◆ Text zum Lesen ◆
══════════════════════════════

Rechtliches Gehör bei einer Vielzahl von Kündigungen im
Räumungsprozess
BGH, Beschl. v. 12.10.2021 – VIII
ZR 91/20
I. Der Fall
Die Mietvertragsparteien streiten um die Räumung von Wohnraum. Der Beklagte
mietete 2015 eine Wohnung der Klägerin in Berlin an. Mit Schreiben vom 7.5.2019 kündigte
die Vermieterin das Mietverhältnis fristlos, hilfsweise ordentlich wegen Zahlungsverzugs.
Ferner kündigte sie mit weiteren Schreiben vom 26.7.2019 und 4.9.2019 fristlos, hilfsweise
ordentlich wegen unerlaubter Untervermietung. Ihre erstinstanzlich erfolgreiche Klage auf
Herausgabe der Wohnung wurde in der Berufung zurückgewiesen. Hiergegen richtet sich die
Nichtzulassungsbeschwerde der Klägerin, mit der sie die Nichtberücksichtigung ihrer
weiteren Kündigungen rügt.

══════════════════════════════

◆ Daten ◆
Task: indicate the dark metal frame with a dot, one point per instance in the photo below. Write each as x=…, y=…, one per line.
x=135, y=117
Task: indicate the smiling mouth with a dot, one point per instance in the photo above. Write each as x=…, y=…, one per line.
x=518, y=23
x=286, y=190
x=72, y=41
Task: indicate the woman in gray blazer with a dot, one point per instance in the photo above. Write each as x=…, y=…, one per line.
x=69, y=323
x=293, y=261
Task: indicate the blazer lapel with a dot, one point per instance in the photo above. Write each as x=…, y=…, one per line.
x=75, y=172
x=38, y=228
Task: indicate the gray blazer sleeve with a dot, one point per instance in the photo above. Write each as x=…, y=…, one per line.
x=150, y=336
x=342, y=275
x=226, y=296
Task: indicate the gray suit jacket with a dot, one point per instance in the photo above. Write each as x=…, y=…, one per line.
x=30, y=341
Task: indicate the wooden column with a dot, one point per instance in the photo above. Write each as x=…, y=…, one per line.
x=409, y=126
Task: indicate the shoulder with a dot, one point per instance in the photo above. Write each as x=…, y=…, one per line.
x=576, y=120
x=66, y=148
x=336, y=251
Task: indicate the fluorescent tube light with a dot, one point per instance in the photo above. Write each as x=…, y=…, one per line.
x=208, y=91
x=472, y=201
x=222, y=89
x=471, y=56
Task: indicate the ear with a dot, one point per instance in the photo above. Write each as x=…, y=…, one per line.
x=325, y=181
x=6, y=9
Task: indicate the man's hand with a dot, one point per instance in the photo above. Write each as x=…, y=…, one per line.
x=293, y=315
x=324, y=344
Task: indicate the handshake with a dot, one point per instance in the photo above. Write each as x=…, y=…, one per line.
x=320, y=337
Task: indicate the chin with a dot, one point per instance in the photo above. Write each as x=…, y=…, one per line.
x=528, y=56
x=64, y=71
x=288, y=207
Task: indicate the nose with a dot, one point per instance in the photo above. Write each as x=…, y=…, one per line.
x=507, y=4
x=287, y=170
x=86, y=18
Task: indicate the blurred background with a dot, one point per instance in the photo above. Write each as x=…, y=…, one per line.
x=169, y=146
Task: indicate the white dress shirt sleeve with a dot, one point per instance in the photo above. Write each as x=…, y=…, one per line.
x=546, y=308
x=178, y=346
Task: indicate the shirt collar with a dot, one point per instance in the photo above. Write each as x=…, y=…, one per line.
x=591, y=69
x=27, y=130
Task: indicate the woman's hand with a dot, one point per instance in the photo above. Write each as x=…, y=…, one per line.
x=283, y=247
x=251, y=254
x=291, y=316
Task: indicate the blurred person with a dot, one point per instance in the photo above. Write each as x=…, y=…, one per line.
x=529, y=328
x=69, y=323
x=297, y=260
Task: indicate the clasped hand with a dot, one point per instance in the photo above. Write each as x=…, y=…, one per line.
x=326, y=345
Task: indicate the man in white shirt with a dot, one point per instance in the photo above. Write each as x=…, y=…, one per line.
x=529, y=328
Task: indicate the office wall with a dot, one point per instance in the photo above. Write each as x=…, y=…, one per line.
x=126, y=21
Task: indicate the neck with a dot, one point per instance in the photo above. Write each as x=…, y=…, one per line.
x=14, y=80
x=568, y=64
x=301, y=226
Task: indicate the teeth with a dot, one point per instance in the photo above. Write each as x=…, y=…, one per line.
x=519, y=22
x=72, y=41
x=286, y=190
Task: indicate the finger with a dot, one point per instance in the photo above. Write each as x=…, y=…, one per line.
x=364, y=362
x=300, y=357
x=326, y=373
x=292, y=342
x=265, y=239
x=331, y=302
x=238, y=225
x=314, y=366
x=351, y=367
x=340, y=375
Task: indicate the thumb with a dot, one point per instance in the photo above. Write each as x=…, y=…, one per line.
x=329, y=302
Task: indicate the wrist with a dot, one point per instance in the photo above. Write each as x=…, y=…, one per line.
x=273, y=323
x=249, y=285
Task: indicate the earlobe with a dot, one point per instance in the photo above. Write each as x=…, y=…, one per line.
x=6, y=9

══════════════════════════════

◆ Aufgabe ◆
Beantworte diese Fragen zum Lesetext:
1. In welchem Jahr mietete der Beklagte die Wohnung an?
2. Welcher Grund wird für die Kündigungen vom 26.7.2019 und 4.9.2019 genannt?
3. Was geschah mit der Klage auf Herausgabe der Wohnung in der Berufung?
Die Zeilen haben eine andere Herkunft als der Lesetext.

◆ Lösung ◆
1. 2015
2. Unerlaubte Untervermietung
3. Sie wurde zurückgewiesen.